## FRAGMENTO DE PÁGINA

######

La difusión de un
estudio elaborado por el Comité de Investigación e Información
Independiente sobre Genética de la Universidad de Caen, Francia, en el
que se documenta la aparición de tumores cancerígenos en ratas
alimentadas con una variedad de maíz transgénico producido por la
empresa Monsanto, ha reavivado el debate internacional sobre la
seguridad de consumir y comerciar organismos genéticamente modificados.
Por lo que hace al ámbito económico, es innegable a estas alturas que esos cultivos han fallado como solución para erradicar el hambre y la pobreza de los campesinos en el orbe, como han sostenido sus promotores a lo largo de las pasadas dos décadas. Por el contrario, el desarrollo de esta biotecnología ha contribuido al control oligopólico de la industria agroalimentaria en el mundo, como lo confirma el hecho de que la mayoría de las patentes de transgénicos se encuentran en manos de un puñado de compañías, y que tres de ellas –Syngenta, DuPont-Pioneer y la propia Monsanto– controlan más de 90 por ciento del mercado de esos alimentos.

######

## QUÉ HACER
• 1. Cita del fragmento, palabra por palabra, el pasaje que va desde "La difusión de" hasta "organismos genéticamente modificados.".
• 2. Responde con datos del fragmento:
(a) ¿De qué universidad es el comité que elaboró el estudio?
(b) ¿Qué apareció en las ratas alimentadas con el maíz transgénico?
(c) ¿Qué porcentaje del mercado de esos alimentos controlan tres compañías?
• 3. Enumera todas las empresas que nombra el fragmento.
Responde basándote únicamente en el fragmento.

## REGISTROS PROPORCIONADOS
######

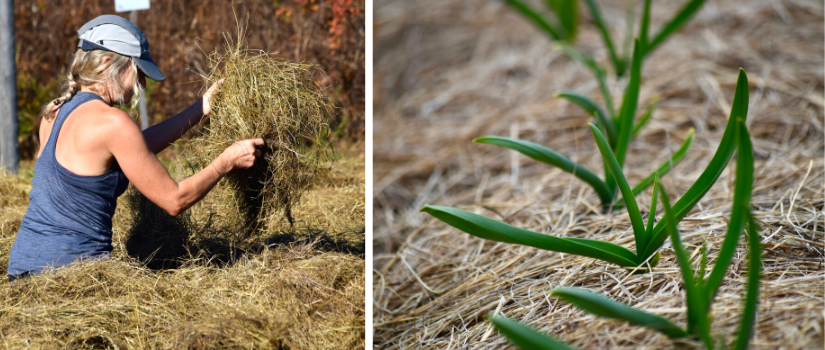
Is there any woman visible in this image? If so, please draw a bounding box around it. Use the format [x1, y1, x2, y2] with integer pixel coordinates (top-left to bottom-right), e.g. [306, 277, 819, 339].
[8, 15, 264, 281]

######

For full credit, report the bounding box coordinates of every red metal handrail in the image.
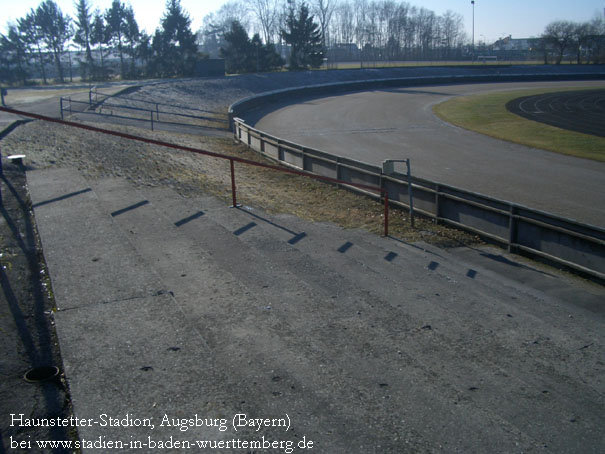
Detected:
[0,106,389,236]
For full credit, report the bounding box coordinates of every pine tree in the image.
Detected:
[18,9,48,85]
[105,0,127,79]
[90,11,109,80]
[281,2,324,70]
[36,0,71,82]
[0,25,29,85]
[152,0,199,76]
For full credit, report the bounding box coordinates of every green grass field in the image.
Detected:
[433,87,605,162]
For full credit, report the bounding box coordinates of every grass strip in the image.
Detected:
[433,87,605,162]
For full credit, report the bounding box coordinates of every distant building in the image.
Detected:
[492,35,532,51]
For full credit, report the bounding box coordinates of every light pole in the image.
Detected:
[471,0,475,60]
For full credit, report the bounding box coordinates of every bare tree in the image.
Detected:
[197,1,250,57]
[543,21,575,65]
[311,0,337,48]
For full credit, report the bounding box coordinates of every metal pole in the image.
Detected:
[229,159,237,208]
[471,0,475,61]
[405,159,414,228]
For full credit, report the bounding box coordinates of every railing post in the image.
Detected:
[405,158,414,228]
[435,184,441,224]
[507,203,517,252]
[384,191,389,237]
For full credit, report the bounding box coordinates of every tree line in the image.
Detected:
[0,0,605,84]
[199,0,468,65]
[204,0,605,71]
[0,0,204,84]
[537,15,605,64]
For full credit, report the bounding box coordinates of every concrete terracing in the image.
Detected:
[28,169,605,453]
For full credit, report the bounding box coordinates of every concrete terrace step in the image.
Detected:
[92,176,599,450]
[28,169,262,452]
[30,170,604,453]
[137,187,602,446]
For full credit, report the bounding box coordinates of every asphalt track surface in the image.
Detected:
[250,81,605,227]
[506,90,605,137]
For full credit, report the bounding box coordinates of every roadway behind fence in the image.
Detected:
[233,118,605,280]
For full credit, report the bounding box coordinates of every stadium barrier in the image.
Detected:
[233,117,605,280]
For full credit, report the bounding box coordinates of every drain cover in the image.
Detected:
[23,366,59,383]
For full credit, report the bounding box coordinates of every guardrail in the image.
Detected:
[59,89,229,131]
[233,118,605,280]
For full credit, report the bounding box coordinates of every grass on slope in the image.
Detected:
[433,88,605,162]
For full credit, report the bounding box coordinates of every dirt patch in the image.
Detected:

######

## TAREAS RESUELTAS
• 1.
La difusión de un
estudio elaborado por el Comité de Investigación e Información
Independiente sobre Genética de la Universidad de Caen, Francia, en el
que se documenta la aparición de tumores cancerígenos en ratas
alimentadas con una variedad de maíz transgénico producido por la
empresa Monsanto, ha reavivado el debate internacional sobre la
seguridad de consumir y comerciar organismos genéticamente modificados.

• 2.
(a) De la Universidad de Caen, Francia.
(b) Tumores cancerígenos.
(c) Más de 90 por ciento.

• 3. Monsanto, Syngenta, DuPont-Pioneer